Objective:
Extract every line of the entries below that contains the string "leaf", and copy each one out in full.

Point labeling entries
--------

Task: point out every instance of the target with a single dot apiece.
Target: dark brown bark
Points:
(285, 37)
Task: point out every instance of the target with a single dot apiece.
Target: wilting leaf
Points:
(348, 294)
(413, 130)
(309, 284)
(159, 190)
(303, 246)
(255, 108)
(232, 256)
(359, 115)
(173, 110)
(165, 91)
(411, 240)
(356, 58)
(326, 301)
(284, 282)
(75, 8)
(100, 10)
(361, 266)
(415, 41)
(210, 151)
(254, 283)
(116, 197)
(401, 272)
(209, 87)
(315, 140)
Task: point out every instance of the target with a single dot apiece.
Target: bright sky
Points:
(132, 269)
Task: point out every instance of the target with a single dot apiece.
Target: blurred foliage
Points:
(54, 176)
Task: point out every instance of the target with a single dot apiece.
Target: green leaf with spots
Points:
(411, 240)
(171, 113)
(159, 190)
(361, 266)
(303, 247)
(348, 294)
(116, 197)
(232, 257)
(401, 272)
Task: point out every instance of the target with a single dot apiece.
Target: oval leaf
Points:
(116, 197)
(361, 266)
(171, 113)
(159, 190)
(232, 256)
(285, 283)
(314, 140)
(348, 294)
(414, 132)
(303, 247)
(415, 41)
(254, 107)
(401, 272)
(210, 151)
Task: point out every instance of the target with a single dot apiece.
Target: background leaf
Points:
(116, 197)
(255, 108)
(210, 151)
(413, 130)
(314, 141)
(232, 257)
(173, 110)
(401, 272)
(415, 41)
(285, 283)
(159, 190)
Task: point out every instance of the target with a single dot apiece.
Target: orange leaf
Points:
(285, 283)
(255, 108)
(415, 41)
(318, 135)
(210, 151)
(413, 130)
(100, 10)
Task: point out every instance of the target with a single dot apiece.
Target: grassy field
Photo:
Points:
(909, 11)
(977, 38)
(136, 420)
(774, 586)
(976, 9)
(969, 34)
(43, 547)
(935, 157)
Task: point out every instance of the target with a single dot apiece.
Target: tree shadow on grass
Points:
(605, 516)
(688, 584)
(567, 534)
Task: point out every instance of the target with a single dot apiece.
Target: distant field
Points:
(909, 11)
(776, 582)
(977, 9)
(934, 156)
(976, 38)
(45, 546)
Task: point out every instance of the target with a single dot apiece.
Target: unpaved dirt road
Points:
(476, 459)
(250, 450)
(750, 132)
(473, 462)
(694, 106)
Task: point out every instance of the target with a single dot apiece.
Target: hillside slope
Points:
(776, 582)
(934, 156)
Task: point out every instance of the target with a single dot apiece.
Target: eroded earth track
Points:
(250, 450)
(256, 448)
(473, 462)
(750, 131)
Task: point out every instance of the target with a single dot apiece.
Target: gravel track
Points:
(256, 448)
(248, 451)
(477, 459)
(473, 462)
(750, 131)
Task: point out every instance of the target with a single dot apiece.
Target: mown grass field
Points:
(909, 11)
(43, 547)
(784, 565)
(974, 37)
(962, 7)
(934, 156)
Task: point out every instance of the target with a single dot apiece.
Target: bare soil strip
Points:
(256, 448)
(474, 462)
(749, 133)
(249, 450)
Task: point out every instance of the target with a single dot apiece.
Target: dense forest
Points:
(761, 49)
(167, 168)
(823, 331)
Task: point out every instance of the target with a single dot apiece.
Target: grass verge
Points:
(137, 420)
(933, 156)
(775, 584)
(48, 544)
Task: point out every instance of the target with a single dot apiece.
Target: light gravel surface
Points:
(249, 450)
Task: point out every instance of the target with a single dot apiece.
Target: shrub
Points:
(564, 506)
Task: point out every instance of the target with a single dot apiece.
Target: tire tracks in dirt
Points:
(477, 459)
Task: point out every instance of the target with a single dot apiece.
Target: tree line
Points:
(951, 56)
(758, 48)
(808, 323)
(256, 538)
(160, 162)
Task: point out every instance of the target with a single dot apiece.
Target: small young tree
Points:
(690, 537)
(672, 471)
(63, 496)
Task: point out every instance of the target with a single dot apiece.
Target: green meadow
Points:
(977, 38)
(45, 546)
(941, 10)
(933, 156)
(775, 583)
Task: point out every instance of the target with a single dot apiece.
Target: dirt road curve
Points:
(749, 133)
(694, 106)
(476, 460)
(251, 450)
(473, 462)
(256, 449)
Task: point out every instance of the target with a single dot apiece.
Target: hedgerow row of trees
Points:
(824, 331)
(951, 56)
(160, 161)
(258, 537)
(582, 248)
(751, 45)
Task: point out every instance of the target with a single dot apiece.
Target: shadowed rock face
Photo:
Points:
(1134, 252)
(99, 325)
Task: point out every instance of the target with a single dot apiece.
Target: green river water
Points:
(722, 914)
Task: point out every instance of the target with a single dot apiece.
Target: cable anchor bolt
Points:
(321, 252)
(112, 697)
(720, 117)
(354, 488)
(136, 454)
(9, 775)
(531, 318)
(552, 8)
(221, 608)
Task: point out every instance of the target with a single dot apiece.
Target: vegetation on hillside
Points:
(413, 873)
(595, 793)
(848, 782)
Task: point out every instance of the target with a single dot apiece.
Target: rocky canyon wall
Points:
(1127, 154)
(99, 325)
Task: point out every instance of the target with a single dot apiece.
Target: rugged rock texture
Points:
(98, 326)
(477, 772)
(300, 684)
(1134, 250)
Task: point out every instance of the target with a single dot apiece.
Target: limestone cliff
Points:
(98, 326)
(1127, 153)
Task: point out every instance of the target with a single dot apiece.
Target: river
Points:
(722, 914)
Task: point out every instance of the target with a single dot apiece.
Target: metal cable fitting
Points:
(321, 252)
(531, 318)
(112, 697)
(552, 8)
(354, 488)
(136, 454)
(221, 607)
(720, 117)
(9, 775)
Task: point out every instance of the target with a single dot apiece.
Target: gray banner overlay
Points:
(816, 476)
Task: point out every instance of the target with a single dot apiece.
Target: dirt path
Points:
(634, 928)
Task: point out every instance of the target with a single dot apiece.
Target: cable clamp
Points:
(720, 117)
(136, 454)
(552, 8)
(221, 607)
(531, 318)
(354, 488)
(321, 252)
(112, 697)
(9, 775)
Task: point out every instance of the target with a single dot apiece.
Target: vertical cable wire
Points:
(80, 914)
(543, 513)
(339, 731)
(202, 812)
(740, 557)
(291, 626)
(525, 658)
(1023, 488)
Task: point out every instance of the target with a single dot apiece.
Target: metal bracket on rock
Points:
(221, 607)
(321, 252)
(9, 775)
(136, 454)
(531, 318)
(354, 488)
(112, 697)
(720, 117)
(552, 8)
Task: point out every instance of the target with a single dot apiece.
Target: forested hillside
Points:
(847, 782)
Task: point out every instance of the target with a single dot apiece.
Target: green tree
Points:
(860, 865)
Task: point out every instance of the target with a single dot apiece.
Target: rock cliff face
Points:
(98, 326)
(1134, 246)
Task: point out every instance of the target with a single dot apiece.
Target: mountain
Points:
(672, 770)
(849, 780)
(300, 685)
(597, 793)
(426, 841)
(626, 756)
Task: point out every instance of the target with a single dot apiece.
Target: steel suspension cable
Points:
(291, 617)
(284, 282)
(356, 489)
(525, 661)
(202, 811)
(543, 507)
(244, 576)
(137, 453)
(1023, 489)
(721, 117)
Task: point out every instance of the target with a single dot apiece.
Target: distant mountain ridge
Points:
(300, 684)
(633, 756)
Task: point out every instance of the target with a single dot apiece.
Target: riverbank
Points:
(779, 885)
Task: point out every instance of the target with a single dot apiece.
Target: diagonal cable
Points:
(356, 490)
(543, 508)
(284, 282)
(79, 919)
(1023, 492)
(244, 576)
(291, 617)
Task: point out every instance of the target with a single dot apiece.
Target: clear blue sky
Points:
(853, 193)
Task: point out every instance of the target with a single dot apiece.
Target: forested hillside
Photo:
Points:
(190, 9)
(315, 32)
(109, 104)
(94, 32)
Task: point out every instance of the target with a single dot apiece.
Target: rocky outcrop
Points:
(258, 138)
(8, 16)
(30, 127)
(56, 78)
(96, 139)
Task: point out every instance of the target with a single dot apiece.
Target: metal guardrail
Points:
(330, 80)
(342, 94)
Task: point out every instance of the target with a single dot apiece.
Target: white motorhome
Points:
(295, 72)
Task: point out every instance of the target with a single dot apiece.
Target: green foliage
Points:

--------

Full output:
Target: wilting leaf
Target: green leaf with spots
Target: oval leaf
Target: background leaf
Target: orange leaf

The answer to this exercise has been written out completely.